**Reading passage**
The fundamental problem in today’s networks is that the cost of the N
squared phenomena is not being passed onto customers. As mentioned
previously as long as there is an increase in the number of simultaneous
connections network capacity will continue to grow even if the number of
customers and the offered load remains constant.

Accordingly there are a number of possible solutions where the costs of N
squared might be passed on directly to consumers:

1. Develop billing systems that take into account the N squared costs. One
possible solution is to develop a similar metering concept for the Internet
where customers are billed on the total number of packets, the destination
of the packets as well as the total number of simultaneous sessions. However
implementing this solution with today’s technology and volume rates would
seem problematic.

2. Assume that new optical network technologies will drop in cost faster
than the growth of N squared. This approach seems problematic for two
reasons. First although optical networks have unquestionably reduced the
per bit cost of delivering Internet traffic it still pales against the
juggernaut of N squared particularly for large N. Secondly the inverse
economics of scale with large N means that a competitor with N-1 customers
can purchase the same optical technology and deliver a network at lower
cost.

3. Develop hierarchical based applications for e-mail and other
applications. This also seems problematic given the history of the Internet
and the development of an increasing number of peer to peer applications.
Another aspect of this approach would be to build “walled gardens” and limit
users to services as deemed valuable by the service provider.

4. Develop new network topologies based on the direct peering
interconnection model where the costs of the N squared phenomena can be
based on directly to the consumer.

It would seem that the first 3 possible solutions would be impractical,
although undoubtedly there will be attempts to build networks based on those
concepts. Perhaps there is a more rational and scalable approach that is
consistent with the very openness and non-proprietary nature of the
Internet.

**Exercise requirements**
1) Retype the section of the passage on N squared network costs that opens with the words containing "The fundamental problem" and closes with "load remains constant.".
2) Continue the passage on N squared network costs from its last sentence.
The records have no connection to the passage on N squared network costs.

Excerpts from point annotation data
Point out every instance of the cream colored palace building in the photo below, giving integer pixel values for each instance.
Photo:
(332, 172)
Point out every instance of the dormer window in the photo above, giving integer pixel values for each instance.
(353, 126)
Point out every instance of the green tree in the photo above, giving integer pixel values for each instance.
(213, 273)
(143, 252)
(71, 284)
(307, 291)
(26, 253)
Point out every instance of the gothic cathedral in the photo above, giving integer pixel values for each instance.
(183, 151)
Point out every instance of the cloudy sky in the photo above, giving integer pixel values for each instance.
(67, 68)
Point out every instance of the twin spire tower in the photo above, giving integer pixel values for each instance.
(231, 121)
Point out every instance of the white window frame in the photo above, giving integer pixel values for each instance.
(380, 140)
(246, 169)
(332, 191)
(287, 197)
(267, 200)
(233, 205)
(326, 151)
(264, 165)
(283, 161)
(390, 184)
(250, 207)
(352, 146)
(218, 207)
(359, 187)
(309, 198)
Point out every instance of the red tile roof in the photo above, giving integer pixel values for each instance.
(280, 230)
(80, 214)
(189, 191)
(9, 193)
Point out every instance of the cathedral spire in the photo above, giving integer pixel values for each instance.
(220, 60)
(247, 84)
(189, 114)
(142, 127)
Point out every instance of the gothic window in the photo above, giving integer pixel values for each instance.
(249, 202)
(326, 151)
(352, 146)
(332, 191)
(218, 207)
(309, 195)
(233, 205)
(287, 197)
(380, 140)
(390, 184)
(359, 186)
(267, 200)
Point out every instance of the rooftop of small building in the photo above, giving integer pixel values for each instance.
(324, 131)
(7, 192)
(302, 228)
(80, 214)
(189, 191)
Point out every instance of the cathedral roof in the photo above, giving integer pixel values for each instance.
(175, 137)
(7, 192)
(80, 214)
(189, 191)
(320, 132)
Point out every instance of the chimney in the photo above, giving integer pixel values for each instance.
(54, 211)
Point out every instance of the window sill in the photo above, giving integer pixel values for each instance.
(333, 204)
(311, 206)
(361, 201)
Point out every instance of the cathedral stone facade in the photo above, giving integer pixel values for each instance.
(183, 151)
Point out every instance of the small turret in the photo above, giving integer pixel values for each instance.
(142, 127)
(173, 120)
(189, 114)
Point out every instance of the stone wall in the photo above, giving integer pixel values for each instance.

**Responses for each task**
1)
The fundamental problem in today’s networks is that the cost of the N
squared phenomena is not being passed onto customers. As mentioned
previously as long as there is an increase in the number of simultaneous
connections network capacity will continue to grow even if the number of
customers and the offered load remains constant.

2)
An Alternate Network Topology

There is one possible network architecture that might allow the costs of N
squared to be passed on directly to the consumer without special billing
mechanisms. In this network architecture the customer is responsible for
building the connections to support the N squared growth. Rather than
buying an “Internet” service per se from a “network cloud”, the customer
instead purchases a number of dedicated links radiating out from the
customer to a number of Internet exchange points where they interconnect
with other like minded customers. In this case if there is an increased
traffic load due to N squared phenomena the “customer” rather than the
Internet service provider is responsible for building out new connections to
other Internet exchange points. Rather than looking like a traditional
snowflake the network starts to look like a mesh of interconnecting
radiating stars.

In addition with customer owned pipes the N squared mesh can be collapsed to
a single point. Rather than a carrier building out a network cloud to the
customer and assuming the responsibility of carrying the N Squared traffic,
it may be economically more efficient for the customer to purchase long
pipes to a single point for the interchange of traffic.

In essence this network architecture is already in place with smaller
Internet service providers who interconnect to each other at common peering
points. In this case the “customer” is the ISP. Generally these ISPs do
not charge for the exchange of traffic between themselves, but in most cases
they still have to purchase Internet “transit” service from a major ISP to
interconnect to the global Internet. It has been demonstrated in an
excellent paper by William Norton http://www.nanog.org/mtg-0010/tree.doc
that this network architecture can dramatically reduce Internet transit fees
from a larger upstream provider. For some time the demise of many of the
smaller ISPs has been predicted. But perhaps this is a classic vindication
of the inverse economies of scale with N squared growth in the Internet.
And as William Norton has noted in his paper “the amount of traffic
exchanged with a peer is less important than the amount of traffic
 “expected” to be exchanged in the future.”

Although smaller ISPs should be able to undercut the costs of the larger
ISPs, they in turn will suffer cost pressures from their larger customers
who can implement similar solutions for their network connectivity. The
question then is how small in size this architectural model will scale? It
seems to work well for “customers” who are ISPs. Will it scale for large
enterprise customers? Will it scale for individual homeowners?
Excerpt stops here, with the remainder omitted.